■ PROBLEM SET:
• 1. According to the Kirin 990 excerpt, how many "big" NPU cores does the Kirin 990 4G have?
• 2. In the records, rewrite the stretch from the line containing "of the statue's" through the line containing "Query: statue's face", changing "instance" to "occurrence". Give only those lines.

■ DOCUMENT EXCERPT:
+ + + + + + +

In the Kirin 970 and Kirin 980 hardware, Huawei sub-licenced a machine learning hardware design from Cambricon Technologies, which was spun out from a university research project in China. Huawei ultimately invested into the company, although the hardware license wasn’t exclusive, but Huawei got access to the leading edge design and were afforded customization options. With the Kirin 990, that partnership with Cambricon disappears, and the company is implementing its internal Da Vinci architecture.

We covered the Da Vinci architecture at Hot Chips a couple of weeks ago, where the company lifted the lid on a number of technical details behind the design. Huawei has announced that this architecture will be found in everything from 300W add-in server cards all the way down to credit card sized embedded devices. The first smartphone chip from Huawei with a Da Vinci-based NPU was the Kirin 810, but now it comes to the flagship  SoC for the 2019/2020 generation.

What exactly does Da Vinci bring? Two elements, both of which are important when it comes to applying machine learning algorithms.

First, the ‘big’ Da Vinci cores support both INT8 and FP16 quantization of networks. In the Kirin 980 with the Cambricon design, the dual NPU was split, with both cores supporting FP16, but only one supported INT8 for technical reasons. That restriction disappears, and all of the big Da Vinci cores supports both. Quantization support becomes important for offering faster and lower power solutions to ML inference problems.

The second change is the addition of a new ‘Tiny Core’ NPU. Both the 4G and 5G model will have one, and this is a smaller version of the Da Vinci architecture focused on power efficiency (Huawei cites 24x better efficiency) connected over the AXI bus. The performance of the Tiny Core is naturally lower, but it’s a place where non-critical or low-polling ML can take place, such as wake-on-voice, or charging characteristics. It can even process individual photos, but isn’t fast enough to pattern match on live video. For that, you need the big cores.

One key feature about Da Vinci worth noting is that Huawei has stated that it has already optimized the software stack for 90% of the most popular computer-vision based neural networks on the market. One of the benefits of the Da Vinci design over the Cambricon design is that Da Vinci is fully NNAPI compliant, whereas the older version was a mix of applicable features.

That’s the NPU change, but there’s also a difference between the 990 5G and 990 4G. One of the contributions to the die size difference, apart from the modem, the GPU, and the manufacturing process, is that the 990 5G has double the number of NPU cores. The 990 5G will have two ‘big’ NPU cores, supporting dual ML processes concurrently, along with a Tiny Core NPU. The 990 4G by comparison will only have one ‘big’ NPU core, plus the Tiny Core.

This means we are likely to see certain features come to the Kirin 990 5G devices that might not be possible on Kirin 990 4G devices. It is going to be interesting to see how Huawei as a company manages that messaging, especially if it ends up offering its flagship device in both a 4G-only and a 5G flavor.

+ + + + + + +

■ STORED DATA:
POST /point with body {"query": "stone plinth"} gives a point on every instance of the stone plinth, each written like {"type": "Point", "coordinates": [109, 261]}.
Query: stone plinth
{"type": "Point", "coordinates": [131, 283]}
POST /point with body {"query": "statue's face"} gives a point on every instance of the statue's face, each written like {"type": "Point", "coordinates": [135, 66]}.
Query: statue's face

+ + + + + + +

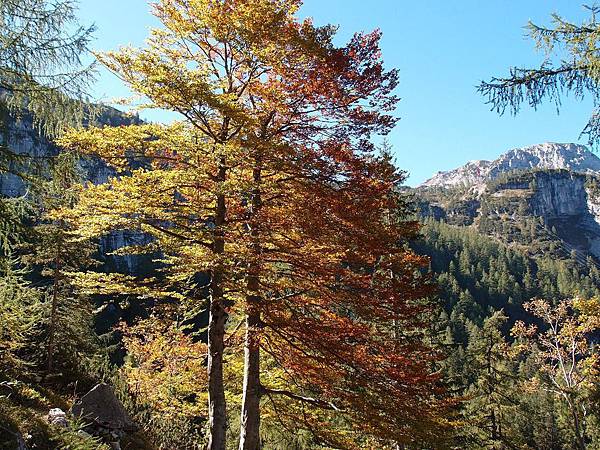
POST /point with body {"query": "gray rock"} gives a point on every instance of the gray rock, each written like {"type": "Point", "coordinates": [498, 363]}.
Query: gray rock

+ + + + + + +

■ THE ANSWERS:
• 1. One.

• 2.
POST /point with body {"query": "statue's face"} gives a point on every occurrence of the statue's face, each written like {"type": "Point", "coordinates": [135, 66]}.
Query: statue's face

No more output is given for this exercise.